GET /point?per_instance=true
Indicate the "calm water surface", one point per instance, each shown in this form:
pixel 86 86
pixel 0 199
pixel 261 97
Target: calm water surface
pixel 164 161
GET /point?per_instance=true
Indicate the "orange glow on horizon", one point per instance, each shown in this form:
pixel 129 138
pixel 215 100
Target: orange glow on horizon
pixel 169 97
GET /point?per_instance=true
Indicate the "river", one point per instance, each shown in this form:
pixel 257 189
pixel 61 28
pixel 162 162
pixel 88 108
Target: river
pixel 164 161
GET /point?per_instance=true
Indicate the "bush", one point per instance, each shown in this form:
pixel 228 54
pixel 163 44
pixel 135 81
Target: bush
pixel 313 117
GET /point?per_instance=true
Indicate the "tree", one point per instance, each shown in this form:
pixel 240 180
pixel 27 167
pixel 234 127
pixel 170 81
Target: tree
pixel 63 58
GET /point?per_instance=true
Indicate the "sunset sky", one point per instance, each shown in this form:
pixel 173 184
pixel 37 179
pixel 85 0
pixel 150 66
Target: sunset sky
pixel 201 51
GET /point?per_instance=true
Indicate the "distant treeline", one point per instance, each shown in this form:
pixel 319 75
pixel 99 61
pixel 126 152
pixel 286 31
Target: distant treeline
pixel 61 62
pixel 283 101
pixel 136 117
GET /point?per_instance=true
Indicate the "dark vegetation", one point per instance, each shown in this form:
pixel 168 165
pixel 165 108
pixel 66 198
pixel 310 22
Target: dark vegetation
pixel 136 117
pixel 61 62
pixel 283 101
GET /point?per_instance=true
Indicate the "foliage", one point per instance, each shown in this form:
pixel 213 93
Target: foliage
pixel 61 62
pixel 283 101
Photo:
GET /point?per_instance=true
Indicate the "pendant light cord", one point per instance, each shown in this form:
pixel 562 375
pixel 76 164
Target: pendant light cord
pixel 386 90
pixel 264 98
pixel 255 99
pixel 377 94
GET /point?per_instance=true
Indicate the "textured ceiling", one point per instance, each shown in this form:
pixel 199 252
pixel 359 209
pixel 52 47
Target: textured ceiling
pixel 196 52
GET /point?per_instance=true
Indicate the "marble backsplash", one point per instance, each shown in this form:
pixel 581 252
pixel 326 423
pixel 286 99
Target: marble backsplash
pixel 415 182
________
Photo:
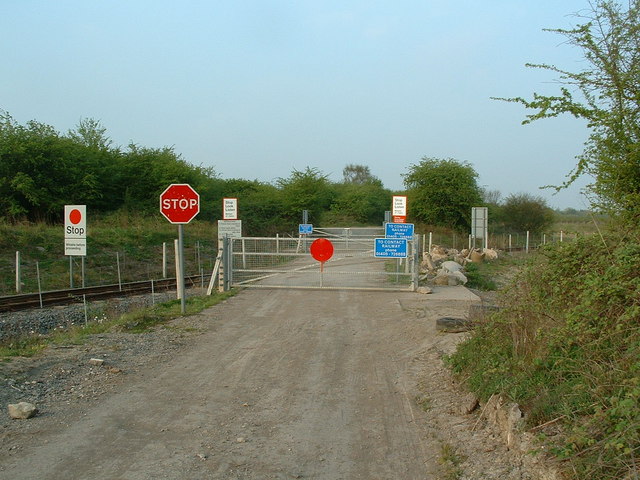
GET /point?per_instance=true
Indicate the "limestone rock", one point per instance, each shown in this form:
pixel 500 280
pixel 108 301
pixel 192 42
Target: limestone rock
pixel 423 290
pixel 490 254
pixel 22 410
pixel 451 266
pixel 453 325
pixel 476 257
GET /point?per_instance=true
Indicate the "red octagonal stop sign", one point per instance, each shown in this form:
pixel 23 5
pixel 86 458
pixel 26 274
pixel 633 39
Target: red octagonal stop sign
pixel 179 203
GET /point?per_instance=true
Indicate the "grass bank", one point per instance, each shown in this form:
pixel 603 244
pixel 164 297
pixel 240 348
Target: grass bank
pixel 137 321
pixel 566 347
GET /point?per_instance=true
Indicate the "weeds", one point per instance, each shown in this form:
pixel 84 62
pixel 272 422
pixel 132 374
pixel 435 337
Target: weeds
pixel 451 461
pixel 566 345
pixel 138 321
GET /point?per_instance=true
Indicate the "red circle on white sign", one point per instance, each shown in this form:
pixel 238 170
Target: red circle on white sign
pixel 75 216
________
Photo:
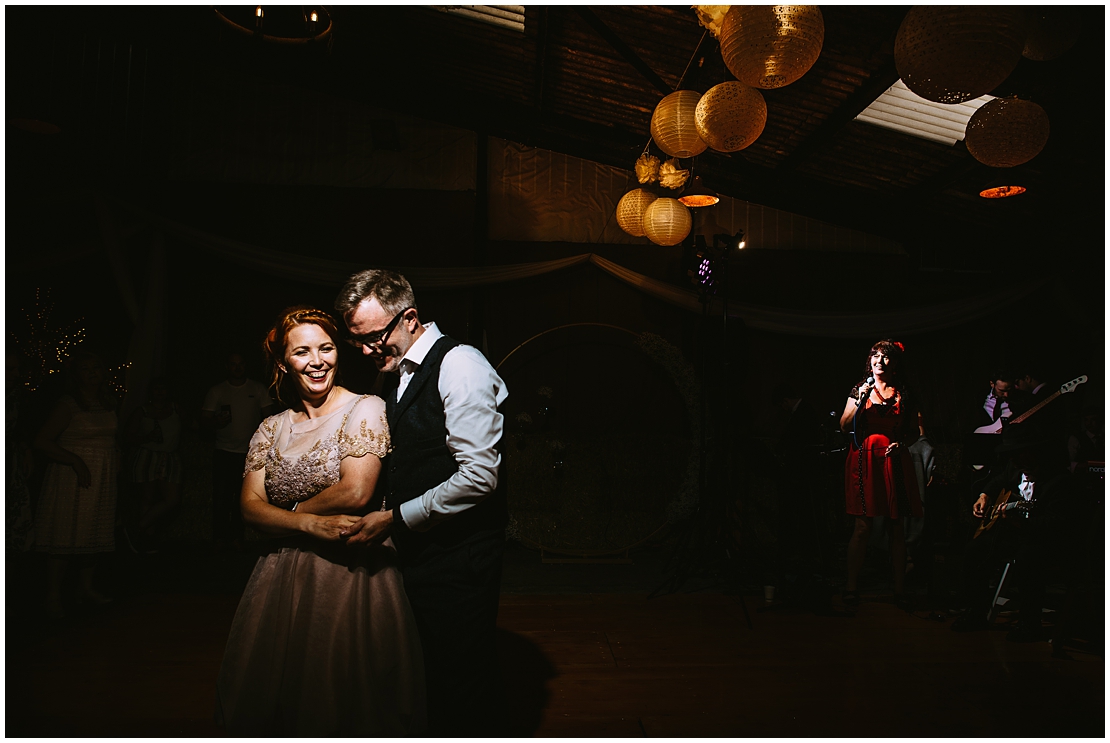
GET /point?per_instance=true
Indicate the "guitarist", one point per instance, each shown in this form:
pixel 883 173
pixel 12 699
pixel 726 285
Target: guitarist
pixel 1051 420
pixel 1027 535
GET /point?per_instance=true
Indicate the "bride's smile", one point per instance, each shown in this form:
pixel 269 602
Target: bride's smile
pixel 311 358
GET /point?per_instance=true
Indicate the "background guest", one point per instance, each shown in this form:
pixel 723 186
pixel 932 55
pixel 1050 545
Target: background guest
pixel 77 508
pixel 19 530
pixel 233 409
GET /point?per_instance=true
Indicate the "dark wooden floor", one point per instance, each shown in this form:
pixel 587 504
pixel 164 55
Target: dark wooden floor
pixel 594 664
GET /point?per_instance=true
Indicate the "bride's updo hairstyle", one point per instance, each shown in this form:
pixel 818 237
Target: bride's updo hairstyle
________
Filter the rows above, keeping every line that contains the word "glow".

▶ _CORRECT RESULT_
Indicate the "orange glow on horizon", one point per instance, each shown in this form:
Target: orange glow on horizon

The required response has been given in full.